Required work
Copy out the lines below word for word, starting with the line that contains "Objective — for every instance of the mouth" and going on through the line that contains "[[201, 300], [450, 334]]", both included.

Source data
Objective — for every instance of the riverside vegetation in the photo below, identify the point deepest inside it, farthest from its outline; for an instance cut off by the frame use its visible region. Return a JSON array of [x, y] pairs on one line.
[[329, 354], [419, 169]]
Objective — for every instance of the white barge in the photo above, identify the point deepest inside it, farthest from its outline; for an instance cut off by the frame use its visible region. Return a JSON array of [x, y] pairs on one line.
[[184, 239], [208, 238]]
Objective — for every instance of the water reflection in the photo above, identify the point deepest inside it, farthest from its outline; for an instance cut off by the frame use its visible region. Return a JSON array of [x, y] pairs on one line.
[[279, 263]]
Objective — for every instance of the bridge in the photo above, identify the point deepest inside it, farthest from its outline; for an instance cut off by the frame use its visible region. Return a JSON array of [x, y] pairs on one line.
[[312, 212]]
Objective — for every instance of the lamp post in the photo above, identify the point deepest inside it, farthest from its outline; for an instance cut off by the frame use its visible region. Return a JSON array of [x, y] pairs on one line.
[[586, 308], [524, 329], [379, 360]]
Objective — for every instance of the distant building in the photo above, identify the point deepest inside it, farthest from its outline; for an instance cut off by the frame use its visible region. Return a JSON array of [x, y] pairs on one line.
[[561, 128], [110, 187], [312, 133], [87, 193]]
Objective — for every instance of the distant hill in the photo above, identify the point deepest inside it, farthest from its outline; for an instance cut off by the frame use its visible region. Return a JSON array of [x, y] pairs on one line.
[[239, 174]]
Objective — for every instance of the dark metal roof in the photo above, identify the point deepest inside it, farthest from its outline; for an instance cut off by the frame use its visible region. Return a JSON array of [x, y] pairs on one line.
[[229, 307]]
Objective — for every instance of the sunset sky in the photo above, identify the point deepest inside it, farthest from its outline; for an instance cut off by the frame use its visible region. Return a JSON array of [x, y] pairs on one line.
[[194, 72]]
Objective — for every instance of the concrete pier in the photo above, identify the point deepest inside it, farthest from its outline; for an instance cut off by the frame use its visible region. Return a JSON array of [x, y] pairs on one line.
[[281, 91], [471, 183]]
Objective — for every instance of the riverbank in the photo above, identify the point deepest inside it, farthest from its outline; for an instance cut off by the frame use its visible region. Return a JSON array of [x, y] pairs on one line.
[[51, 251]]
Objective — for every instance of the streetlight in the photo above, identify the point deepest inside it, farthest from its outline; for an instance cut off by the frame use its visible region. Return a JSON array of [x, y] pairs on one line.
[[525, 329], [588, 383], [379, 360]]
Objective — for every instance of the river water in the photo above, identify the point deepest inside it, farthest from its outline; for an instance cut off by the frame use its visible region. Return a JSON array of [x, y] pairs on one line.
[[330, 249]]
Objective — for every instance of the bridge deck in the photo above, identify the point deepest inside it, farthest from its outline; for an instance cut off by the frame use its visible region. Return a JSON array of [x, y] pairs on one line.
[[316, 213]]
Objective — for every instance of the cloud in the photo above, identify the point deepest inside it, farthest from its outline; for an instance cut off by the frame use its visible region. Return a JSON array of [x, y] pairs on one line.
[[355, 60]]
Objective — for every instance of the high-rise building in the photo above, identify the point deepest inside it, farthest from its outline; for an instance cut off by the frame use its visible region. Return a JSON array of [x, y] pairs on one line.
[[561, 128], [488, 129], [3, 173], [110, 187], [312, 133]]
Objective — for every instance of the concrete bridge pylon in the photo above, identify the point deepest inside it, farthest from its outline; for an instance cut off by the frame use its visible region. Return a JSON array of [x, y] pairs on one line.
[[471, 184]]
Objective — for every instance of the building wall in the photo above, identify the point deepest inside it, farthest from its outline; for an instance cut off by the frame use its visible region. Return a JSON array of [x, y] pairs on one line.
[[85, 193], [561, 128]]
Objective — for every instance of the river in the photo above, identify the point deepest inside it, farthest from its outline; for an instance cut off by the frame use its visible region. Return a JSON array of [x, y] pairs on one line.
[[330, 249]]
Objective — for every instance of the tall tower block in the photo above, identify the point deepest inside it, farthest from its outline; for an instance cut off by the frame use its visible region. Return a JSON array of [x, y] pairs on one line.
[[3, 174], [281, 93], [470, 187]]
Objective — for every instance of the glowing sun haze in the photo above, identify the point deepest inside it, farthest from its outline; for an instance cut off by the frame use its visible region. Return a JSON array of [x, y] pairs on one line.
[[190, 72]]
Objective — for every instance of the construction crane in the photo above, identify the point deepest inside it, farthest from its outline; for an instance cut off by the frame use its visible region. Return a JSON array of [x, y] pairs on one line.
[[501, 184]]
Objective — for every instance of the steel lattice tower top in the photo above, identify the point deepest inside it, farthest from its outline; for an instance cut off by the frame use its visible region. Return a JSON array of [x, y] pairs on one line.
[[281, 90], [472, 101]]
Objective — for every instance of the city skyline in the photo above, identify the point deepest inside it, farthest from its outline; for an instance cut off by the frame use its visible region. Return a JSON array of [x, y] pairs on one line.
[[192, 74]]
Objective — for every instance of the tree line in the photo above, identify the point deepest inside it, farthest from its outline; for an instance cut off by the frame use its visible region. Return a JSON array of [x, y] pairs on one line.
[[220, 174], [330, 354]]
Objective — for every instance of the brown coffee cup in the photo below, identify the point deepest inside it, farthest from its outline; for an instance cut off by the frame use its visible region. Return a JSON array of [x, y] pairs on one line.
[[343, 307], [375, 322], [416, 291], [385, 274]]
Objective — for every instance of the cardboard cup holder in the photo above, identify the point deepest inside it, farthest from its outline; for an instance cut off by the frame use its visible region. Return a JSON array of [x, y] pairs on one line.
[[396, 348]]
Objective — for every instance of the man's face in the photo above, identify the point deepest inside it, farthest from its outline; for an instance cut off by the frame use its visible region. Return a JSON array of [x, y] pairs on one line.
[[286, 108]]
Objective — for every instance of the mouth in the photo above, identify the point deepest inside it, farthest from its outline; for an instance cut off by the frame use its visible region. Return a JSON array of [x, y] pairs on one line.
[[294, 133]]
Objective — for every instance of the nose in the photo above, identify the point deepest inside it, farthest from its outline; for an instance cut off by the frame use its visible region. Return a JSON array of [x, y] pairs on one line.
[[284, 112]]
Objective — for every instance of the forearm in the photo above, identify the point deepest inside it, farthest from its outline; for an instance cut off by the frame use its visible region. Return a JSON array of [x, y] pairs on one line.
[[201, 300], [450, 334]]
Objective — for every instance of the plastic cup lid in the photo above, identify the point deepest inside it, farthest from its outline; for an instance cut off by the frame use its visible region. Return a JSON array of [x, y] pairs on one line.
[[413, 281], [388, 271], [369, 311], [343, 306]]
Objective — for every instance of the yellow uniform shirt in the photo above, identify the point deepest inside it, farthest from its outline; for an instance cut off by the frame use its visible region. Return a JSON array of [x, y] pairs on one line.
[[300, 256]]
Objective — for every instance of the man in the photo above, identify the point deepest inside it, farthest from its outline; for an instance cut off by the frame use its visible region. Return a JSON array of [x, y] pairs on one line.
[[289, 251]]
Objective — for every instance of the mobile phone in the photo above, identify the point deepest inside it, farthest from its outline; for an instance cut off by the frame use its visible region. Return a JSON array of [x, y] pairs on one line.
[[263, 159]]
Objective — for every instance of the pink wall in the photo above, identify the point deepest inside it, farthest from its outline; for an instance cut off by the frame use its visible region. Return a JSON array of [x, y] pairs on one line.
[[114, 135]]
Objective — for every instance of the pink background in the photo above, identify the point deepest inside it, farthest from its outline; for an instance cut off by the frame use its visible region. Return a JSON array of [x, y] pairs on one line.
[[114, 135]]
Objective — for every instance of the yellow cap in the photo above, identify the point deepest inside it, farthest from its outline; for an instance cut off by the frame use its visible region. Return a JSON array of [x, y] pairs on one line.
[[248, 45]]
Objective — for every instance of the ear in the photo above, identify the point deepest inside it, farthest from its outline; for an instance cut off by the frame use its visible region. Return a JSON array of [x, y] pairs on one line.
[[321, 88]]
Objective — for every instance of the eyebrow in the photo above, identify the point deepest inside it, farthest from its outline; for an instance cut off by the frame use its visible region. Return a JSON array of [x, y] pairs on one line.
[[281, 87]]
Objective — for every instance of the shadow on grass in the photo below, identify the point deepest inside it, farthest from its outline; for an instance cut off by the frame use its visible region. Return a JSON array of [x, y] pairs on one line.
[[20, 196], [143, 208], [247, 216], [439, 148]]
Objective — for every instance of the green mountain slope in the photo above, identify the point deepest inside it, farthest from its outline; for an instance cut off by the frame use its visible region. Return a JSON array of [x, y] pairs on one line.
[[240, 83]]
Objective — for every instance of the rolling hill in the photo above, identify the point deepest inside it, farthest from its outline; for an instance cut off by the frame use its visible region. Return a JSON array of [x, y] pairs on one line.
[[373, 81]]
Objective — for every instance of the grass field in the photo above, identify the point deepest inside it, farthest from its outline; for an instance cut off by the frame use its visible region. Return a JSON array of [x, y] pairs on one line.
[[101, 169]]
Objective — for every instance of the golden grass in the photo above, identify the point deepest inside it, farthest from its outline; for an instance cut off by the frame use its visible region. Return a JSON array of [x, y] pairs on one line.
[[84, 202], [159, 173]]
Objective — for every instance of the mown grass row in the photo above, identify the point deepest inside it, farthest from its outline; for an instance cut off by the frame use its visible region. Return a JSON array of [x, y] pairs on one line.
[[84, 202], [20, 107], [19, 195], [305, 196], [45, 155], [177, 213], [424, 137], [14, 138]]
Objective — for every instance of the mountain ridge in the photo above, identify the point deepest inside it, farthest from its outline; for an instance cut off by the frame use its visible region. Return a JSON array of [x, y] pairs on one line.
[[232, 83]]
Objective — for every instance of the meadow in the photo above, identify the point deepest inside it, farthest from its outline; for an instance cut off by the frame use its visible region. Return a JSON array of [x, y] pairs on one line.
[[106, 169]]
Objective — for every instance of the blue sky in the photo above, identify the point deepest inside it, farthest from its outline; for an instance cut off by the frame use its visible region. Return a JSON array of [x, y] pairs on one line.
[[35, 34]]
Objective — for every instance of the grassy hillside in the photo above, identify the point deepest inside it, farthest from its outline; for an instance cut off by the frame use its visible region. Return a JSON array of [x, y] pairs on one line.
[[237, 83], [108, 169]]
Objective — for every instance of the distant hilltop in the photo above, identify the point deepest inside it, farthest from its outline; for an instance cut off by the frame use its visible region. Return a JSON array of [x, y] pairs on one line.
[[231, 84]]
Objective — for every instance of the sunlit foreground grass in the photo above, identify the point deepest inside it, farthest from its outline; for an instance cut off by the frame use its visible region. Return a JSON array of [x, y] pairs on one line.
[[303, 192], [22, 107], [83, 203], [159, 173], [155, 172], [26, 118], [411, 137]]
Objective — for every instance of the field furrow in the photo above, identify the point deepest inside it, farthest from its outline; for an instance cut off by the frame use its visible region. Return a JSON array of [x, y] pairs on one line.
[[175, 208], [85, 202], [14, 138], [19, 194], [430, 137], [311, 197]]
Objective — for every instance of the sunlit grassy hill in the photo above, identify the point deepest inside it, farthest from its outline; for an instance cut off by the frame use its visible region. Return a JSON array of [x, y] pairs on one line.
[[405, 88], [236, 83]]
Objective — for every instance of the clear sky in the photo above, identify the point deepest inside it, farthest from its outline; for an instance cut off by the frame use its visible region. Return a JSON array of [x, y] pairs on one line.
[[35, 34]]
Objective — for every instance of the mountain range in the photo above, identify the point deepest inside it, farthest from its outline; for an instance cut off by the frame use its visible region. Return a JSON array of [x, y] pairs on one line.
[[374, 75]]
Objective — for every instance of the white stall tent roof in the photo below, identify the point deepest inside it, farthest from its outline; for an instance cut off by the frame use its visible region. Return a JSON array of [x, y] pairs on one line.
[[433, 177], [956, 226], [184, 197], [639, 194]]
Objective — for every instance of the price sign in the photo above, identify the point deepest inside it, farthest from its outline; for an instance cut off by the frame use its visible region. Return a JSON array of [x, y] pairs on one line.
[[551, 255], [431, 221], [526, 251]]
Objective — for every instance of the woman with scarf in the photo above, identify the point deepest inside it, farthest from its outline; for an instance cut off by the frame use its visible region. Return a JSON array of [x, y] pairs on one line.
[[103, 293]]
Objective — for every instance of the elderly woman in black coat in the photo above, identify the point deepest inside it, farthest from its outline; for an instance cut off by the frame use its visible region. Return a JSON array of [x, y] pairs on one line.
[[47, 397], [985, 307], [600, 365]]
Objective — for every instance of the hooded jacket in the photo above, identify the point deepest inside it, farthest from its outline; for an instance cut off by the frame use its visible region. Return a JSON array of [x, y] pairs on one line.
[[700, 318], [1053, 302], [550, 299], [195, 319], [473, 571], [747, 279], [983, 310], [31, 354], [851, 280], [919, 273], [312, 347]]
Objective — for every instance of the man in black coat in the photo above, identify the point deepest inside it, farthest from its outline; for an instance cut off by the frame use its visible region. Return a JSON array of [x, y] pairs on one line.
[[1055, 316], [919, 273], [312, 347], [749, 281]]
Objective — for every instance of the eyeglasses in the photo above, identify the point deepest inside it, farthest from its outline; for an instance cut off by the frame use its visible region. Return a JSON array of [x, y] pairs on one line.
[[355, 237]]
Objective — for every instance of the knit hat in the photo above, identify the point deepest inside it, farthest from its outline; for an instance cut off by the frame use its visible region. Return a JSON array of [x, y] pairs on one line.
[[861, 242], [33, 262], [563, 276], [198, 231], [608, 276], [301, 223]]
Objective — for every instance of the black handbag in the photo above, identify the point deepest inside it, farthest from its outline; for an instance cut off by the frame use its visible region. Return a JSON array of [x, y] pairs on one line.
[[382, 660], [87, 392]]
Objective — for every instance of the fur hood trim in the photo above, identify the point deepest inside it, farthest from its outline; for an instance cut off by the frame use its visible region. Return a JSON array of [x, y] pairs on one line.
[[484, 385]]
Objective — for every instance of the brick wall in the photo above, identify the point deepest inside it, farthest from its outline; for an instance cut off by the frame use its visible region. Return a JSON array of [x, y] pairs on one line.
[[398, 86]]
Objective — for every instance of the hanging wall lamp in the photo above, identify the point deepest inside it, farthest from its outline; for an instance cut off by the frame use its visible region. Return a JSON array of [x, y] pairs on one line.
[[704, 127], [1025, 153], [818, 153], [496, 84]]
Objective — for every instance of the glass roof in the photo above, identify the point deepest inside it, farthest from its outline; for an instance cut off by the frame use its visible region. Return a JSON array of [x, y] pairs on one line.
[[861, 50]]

Solution
Objective — for every instance of the mouth in the photo above, identify the point deepest inside it, farthest from its outline; for an instance cut off by the frame use its visible region. Return a JSON array of [x, y] pairs on one line.
[[294, 133]]
Objective — for every instance of the nose in the photo above, identify the point deepest inside it, farthest from its outline; for an instance cut off by the frame use its visible region. Return a JSON array of [x, y] pairs on one line.
[[284, 112]]
Objective — for every instance of the forearm in the photo above, identify the point deepest inside it, farthest from its outline; for an instance cut off by the frame use its visible region. Return a JSON array of [x, y] pairs on one line.
[[201, 300], [450, 334]]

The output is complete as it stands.